What is expected: Transcribe the records below exactly as they appear.

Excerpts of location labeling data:
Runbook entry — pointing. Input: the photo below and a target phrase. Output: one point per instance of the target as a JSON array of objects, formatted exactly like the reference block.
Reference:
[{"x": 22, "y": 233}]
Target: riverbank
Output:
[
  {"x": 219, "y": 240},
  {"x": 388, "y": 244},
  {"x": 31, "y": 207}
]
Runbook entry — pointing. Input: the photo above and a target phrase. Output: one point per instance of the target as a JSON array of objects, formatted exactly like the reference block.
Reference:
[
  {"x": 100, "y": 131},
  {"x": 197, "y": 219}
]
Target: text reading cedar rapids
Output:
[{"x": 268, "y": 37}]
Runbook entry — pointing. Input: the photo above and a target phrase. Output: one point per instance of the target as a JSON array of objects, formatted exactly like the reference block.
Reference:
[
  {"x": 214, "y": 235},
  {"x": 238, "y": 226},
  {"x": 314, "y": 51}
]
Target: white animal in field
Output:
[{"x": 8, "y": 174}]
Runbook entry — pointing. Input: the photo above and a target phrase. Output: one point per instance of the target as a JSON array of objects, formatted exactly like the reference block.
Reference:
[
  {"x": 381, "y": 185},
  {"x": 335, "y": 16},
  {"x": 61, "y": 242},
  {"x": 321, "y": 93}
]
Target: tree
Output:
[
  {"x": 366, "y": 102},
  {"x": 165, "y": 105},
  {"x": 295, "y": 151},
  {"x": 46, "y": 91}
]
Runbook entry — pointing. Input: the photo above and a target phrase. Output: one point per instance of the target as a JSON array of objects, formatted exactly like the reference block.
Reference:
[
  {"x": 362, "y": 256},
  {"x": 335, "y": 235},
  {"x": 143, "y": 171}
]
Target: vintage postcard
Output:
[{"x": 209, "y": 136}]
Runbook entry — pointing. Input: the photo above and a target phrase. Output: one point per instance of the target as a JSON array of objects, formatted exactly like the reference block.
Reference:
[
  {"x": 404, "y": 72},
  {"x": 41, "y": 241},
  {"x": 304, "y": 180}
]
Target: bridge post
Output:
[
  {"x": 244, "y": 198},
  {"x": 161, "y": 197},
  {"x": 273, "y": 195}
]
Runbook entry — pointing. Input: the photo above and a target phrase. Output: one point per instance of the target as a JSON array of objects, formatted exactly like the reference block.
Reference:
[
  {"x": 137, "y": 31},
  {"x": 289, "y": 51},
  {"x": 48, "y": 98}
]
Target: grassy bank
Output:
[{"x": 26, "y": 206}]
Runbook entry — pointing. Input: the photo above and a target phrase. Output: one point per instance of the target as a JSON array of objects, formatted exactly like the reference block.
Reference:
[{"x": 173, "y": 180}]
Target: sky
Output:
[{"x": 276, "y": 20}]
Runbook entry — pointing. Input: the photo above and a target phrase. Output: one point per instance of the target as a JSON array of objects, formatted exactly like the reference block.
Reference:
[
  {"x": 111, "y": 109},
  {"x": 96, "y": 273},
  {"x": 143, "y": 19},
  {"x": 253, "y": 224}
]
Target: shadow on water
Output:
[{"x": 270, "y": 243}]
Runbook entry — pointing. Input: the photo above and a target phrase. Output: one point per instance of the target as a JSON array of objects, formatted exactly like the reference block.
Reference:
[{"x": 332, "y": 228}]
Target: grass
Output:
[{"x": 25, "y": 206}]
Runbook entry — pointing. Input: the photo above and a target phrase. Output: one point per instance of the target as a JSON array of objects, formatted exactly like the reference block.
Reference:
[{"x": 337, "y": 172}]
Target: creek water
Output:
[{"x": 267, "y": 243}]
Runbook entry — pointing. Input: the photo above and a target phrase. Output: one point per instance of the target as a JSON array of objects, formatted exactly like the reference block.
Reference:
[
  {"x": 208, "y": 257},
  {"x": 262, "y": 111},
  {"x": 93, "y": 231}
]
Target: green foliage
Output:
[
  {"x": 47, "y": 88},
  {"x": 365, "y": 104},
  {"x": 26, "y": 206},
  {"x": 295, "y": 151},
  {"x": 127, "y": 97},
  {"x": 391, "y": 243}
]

Solved problem:
Runbook entry — pointing. Input: the photo below and a target phrase. Output: one point per instance of the target as a JSON array of objects, formatted exactly like the reference block.
Reference:
[{"x": 22, "y": 233}]
Target: riverbank
Output:
[
  {"x": 219, "y": 240},
  {"x": 388, "y": 244},
  {"x": 31, "y": 207}
]
Runbook entry — pointing. Input: the photo above and a target phrase. Output: one point per instance of the target as a JSON array of objects, formatted exactly like the reference block.
Reference:
[
  {"x": 100, "y": 131},
  {"x": 197, "y": 219}
]
Target: text reading cedar rapids
Output:
[{"x": 268, "y": 37}]
Runbook entry — pointing. Input: the photo above and a target phrase. Output: one point per instance of the target as a JSON array of objects, formatted exactly like the reference block.
Reference:
[
  {"x": 214, "y": 235},
  {"x": 238, "y": 226},
  {"x": 314, "y": 51}
]
Target: white animal in field
Output:
[{"x": 8, "y": 174}]
Runbook entry — pointing. Input: the photo above and a target phrase. Output: one point per instance of the target as a JSON array of objects, formatted exactly like the reference block.
Reference:
[
  {"x": 381, "y": 185},
  {"x": 335, "y": 16},
  {"x": 61, "y": 242},
  {"x": 321, "y": 93}
]
Target: tree
Output:
[
  {"x": 366, "y": 102},
  {"x": 165, "y": 105},
  {"x": 295, "y": 151},
  {"x": 46, "y": 91}
]
Runbook entry — pointing. Input: the photo above and a target phrase. Output: one point per instance of the target as a JSON array of objects, formatted exactly like the reference block.
Reference:
[
  {"x": 362, "y": 256},
  {"x": 335, "y": 235},
  {"x": 143, "y": 171}
]
Target: vintage postcard
Output:
[{"x": 209, "y": 136}]
Runbook entry — pointing. Input: the photo above and a target phrase. Output: one point per instance of the target as a JSON array of objects, formatted exactly like the reference block.
Reference:
[
  {"x": 404, "y": 72},
  {"x": 41, "y": 241},
  {"x": 304, "y": 180}
]
Target: bridge post
Output:
[
  {"x": 244, "y": 198},
  {"x": 161, "y": 197},
  {"x": 273, "y": 195}
]
Runbook entry — pointing. Input: the photo above and a target phrase. Output: one point per instance of the target as a JSON array of objects, formatted exactly like the reference block.
Reference:
[
  {"x": 137, "y": 31},
  {"x": 289, "y": 51},
  {"x": 48, "y": 98}
]
Target: grassy bank
Output:
[{"x": 26, "y": 206}]
Runbook entry — pointing. Input: the photo above and a target phrase. Output: one point per instance of the target as a JSON array of objects, formatted exactly like the reference block.
Reference:
[{"x": 173, "y": 180}]
Target: sky
Output:
[{"x": 276, "y": 20}]
Runbook entry — pointing. Input: the photo above and a target phrase. Output: one point per instance of the target as a JSON array of objects, formatted exactly like the reference block.
Reference:
[
  {"x": 111, "y": 109},
  {"x": 96, "y": 273},
  {"x": 143, "y": 19},
  {"x": 253, "y": 224}
]
Target: shadow on water
Output:
[{"x": 270, "y": 243}]
Runbook entry — pointing. Input: the photo above and a target phrase. Output: one point per instance of the target as a JSON array of objects, formatted exactly like the reference block.
Reference:
[{"x": 332, "y": 228}]
Target: grass
Output:
[{"x": 25, "y": 206}]
Runbook entry — pointing. Input: the photo above and a target phrase. Output: one point per instance of the target as a JSON array of objects, formatted exactly like the reference block.
Reference:
[{"x": 337, "y": 172}]
Target: creek water
Output:
[{"x": 267, "y": 243}]
Runbook entry — pointing. Input: the photo above and a target phrase. Output: one point per instance of the target as a JSON array of objects, formatted exactly like the reference block.
Reference:
[
  {"x": 208, "y": 257},
  {"x": 262, "y": 111},
  {"x": 93, "y": 231}
]
Target: green foliage
Output:
[
  {"x": 47, "y": 88},
  {"x": 365, "y": 104},
  {"x": 26, "y": 206},
  {"x": 295, "y": 151},
  {"x": 127, "y": 97},
  {"x": 391, "y": 243}
]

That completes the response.